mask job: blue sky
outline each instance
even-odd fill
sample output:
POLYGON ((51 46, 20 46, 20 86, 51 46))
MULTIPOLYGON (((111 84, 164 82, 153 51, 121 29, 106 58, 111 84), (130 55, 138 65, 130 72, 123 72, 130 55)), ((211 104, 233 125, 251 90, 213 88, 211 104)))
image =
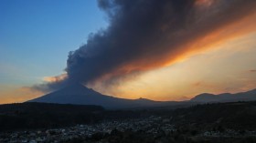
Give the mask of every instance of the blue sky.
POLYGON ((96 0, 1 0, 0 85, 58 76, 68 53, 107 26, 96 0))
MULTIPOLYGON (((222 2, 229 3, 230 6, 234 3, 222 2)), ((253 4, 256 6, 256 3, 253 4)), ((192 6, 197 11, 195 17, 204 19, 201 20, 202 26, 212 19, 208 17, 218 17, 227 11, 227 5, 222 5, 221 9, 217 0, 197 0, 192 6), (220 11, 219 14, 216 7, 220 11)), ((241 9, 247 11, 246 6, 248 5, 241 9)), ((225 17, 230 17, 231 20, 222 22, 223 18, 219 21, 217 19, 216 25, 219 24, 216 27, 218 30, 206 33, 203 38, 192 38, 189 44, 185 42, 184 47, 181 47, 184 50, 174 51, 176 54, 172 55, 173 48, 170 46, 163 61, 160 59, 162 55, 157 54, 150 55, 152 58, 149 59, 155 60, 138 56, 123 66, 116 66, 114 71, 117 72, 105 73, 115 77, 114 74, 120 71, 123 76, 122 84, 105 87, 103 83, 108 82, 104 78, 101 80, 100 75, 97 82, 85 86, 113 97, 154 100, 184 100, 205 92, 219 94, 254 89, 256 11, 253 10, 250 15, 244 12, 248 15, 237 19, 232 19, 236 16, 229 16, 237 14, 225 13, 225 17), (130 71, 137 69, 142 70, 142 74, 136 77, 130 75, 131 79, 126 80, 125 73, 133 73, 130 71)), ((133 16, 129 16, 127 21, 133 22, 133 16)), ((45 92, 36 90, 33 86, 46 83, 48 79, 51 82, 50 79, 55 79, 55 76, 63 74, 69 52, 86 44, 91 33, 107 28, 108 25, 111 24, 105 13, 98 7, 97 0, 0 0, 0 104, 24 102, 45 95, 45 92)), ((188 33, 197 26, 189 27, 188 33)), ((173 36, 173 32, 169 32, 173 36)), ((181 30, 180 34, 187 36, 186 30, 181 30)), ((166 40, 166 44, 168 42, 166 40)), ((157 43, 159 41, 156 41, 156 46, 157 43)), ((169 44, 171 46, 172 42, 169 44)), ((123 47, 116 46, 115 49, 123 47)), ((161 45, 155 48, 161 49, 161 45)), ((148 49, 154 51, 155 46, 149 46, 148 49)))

* * *

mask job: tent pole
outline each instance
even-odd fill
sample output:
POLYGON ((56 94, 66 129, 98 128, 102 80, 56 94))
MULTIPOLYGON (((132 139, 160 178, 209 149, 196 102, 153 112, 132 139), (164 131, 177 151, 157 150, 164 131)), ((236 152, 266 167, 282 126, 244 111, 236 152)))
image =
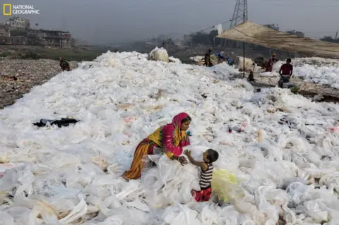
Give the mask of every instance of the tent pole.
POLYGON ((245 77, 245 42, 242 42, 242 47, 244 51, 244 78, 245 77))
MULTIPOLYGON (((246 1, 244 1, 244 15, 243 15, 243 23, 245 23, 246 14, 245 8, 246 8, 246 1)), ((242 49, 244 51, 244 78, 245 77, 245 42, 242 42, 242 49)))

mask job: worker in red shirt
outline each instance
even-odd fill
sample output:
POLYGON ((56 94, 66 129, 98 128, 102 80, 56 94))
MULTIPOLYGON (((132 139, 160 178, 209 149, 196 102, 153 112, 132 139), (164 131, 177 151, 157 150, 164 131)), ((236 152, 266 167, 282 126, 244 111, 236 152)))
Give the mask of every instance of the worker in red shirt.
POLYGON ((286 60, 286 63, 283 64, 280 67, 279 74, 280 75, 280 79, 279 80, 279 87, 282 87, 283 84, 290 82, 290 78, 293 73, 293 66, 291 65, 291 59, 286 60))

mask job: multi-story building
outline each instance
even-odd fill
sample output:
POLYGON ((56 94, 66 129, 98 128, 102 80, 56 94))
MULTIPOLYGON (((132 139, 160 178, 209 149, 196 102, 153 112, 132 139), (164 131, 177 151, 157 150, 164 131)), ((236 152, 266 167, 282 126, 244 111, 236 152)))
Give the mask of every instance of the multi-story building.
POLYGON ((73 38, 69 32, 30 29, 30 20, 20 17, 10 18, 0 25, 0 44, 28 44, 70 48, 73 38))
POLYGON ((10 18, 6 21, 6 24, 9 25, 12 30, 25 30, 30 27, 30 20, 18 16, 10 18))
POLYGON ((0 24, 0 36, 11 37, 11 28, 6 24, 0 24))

_Given request_.
Will you print the lines above verbatim, starting at the line that has "mask job: blue sky" and stopping after the line that has "MULTIPOLYGON (((222 2, 229"? Leave the pictures out.

_Answer for this exercise_.
mask job: blue sky
outline each instance
even-odd fill
sample output:
POLYGON ((51 46, 20 46, 20 86, 51 46))
MULTIPOLYGON (((111 84, 164 82, 153 51, 121 29, 106 58, 111 84), (130 55, 138 65, 130 72, 123 72, 130 55)), ((211 104, 233 125, 251 90, 213 88, 211 104)))
image =
Give the mask of every instance of the blue sky.
POLYGON ((96 0, 1 0, 0 85, 58 76, 68 53, 107 26, 96 0))
MULTIPOLYGON (((222 2, 229 3, 230 6, 234 3, 222 2)), ((253 4, 256 6, 256 3, 253 4)), ((192 6, 197 11, 195 17, 204 19, 201 20, 202 26, 212 19, 208 17, 218 17, 227 11, 227 5, 222 5, 221 9, 217 0, 197 0, 192 6), (220 11, 219 14, 216 7, 220 11)), ((241 9, 247 11, 246 6, 248 5, 241 9)), ((225 17, 230 17, 231 20, 222 22, 223 18, 219 21, 217 19, 216 25, 219 24, 216 27, 218 30, 206 33, 203 38, 192 38, 189 44, 185 42, 184 47, 181 47, 184 50, 174 51, 176 54, 172 55, 173 48, 170 46, 163 61, 160 59, 162 55, 157 54, 150 55, 152 58, 149 59, 155 60, 138 56, 123 66, 116 66, 114 71, 117 72, 105 73, 115 77, 114 74, 120 71, 123 76, 122 84, 105 87, 103 83, 108 82, 104 78, 101 80, 100 75, 97 82, 85 86, 113 97, 154 100, 184 100, 205 92, 219 94, 254 89, 256 11, 253 10, 250 15, 244 12, 248 15, 237 19, 232 19, 236 16, 229 16, 237 14, 225 13, 225 17), (130 71, 137 69, 142 70, 142 74, 136 77, 130 75, 131 79, 126 80, 125 73, 133 73, 130 71)), ((133 16, 129 16, 127 21, 133 22, 133 16)), ((45 92, 36 90, 33 86, 46 83, 48 79, 51 82, 50 79, 55 79, 55 76, 63 74, 69 52, 86 44, 91 33, 107 28, 108 25, 111 24, 105 13, 98 7, 97 0, 0 0, 0 104, 24 102, 45 95, 45 92)), ((188 33, 197 26, 189 27, 188 33)), ((173 36, 173 32, 169 32, 173 36)), ((181 30, 180 34, 187 36, 186 30, 181 30)), ((166 40, 166 44, 168 42, 166 40)), ((157 43, 159 41, 156 41, 156 46, 157 43)), ((169 44, 171 46, 172 42, 169 44)), ((123 47, 116 46, 115 49, 123 47)), ((161 45, 155 48, 161 49, 161 45)), ((148 49, 154 51, 155 46, 149 46, 148 49)))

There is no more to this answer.